-- Source --
========================

One of the most famous methods for falling asleep is counting sheep. However, for James Gunn, what worked for him was choreographing action sequences in his head. That was the last thing he did before drifting off. What’s so relaxing about picturing fights, leaps and somersaults? Who knows. It may have something to do with the fact that the filmmaker’s brain cannot slow down, even at night. He himself admits that his mind constantly wanders off, no matter what he is doing. “The worst part is that I talk to myself sometimes, and I don’t know that I’m doing it. It’s like I’m mumbling dialog, or music or something,” he says. His wife inevtiably catches him and brings him back to reality.
Speaking in a Paris hotel, the director seemed focused on the conversation. But you never know: rarely has his brain accumulated as many tasks, emotions and stimuli as these days. On one hand, he was presenting the recently released Guardians of the Galaxy Vol. 3, the final part of the most peculiar trilogy of Marvel superhero movies — a film that, incidentally, he was not supposed to direct, because Disney fired him after the second movie in light of some old jokes he made about pedophilia, rape and 9/11 on Twitter.

========================

-- Exercise aim --
Resume the piece about James Gunn above, picking up right after its last sentence.

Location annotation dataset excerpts
========================

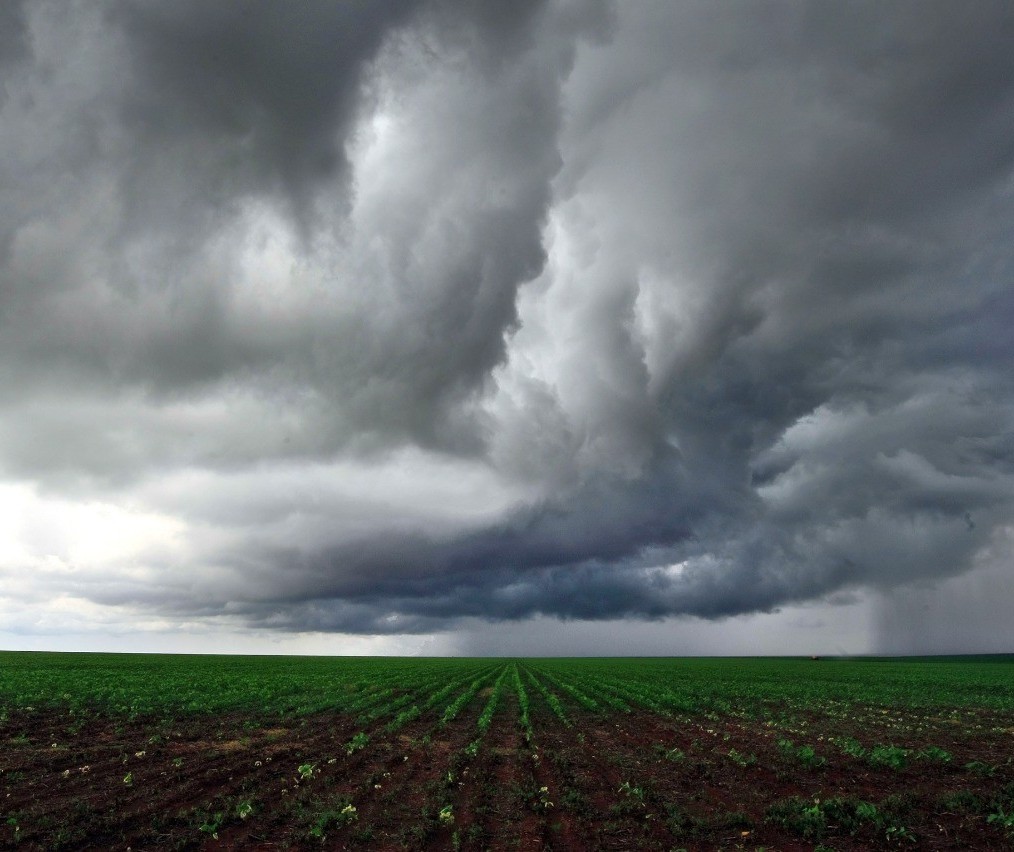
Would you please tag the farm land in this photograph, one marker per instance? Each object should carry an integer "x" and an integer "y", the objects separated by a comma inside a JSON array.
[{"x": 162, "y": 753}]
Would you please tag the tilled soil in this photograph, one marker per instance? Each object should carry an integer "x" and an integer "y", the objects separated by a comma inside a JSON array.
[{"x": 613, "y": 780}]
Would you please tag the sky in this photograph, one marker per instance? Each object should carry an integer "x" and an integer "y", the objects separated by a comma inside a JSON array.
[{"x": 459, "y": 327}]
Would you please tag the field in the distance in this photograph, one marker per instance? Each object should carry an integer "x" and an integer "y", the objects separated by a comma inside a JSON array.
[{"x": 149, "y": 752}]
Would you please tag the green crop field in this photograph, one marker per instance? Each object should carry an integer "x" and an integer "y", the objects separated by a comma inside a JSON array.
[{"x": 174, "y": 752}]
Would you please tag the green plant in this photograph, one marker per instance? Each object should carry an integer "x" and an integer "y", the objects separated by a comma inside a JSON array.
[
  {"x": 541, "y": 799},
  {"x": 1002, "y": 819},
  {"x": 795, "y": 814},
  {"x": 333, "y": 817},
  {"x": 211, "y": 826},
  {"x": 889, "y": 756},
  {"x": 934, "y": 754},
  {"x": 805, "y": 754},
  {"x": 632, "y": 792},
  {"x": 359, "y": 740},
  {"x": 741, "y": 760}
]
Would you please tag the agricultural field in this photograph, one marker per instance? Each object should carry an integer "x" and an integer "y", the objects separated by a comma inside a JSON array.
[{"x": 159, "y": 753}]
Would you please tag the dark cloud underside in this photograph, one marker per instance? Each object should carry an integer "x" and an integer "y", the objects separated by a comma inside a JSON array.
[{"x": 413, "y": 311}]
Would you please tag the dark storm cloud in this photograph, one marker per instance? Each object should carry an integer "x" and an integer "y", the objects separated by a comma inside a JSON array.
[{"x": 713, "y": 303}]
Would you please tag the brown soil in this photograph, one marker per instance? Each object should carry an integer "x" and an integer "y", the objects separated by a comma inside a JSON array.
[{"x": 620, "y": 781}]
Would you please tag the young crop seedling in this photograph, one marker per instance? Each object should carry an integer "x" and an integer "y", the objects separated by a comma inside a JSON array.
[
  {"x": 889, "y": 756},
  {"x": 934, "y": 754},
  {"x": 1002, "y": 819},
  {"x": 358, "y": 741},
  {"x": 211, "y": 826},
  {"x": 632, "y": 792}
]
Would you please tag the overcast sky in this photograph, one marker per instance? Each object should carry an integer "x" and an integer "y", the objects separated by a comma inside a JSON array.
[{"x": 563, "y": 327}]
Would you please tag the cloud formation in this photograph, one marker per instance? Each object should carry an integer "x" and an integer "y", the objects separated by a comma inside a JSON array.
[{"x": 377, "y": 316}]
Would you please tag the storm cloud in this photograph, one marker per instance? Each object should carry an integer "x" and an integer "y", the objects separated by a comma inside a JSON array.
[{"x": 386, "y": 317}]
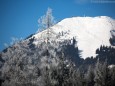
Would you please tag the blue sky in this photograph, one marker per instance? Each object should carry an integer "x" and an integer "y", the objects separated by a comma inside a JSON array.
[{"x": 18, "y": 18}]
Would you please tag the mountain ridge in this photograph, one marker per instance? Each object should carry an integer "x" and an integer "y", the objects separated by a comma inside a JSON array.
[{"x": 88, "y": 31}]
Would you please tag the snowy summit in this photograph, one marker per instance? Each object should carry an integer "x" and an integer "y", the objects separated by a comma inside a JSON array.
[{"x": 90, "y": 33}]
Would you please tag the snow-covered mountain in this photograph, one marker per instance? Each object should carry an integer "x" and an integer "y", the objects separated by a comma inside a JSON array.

========================

-- Exercise result --
However, the protests from the cast and the public forced the company to back down. They saved the project, but a little too late: Gunn had already signed with Marvel’s arch-rival, DC. First, to direct The Suicide Squad. And then, as soon as the promotion with Marvel ends, Gunn will set his sights on shaping stories for Superman, Wonder Woman and other DC characters in movies, series and video games. The name that was chosen for the first phase of the project may offer a clue: Gods and Monsters.
“I don’t think there’s ever been a storyteller in charge. It’s unprecedented. No one in the history of Hollywood has ever had an opportunity to tell the biggest story ever told across television, film and games, to have that type of creative outlet. So how the fuck could I say no?” This dispels any doubts there could be regarding his decision to join DC. The studio has been experiencing ups and downs for years, triumphing with Christopher Nolan’s Batman trilogy and Todd Philips’ recent Joker, but having less success with Batgirl, which was canceled, Black Adam, which was a box office disaster, and Batman v Superman, Suicide Squad (not Gunn’s, but one with almost the same name) and Justice League, which all received terrible reviews. No one, until today, had proven to have the superpower of being able to draw up a coherent long-term plan.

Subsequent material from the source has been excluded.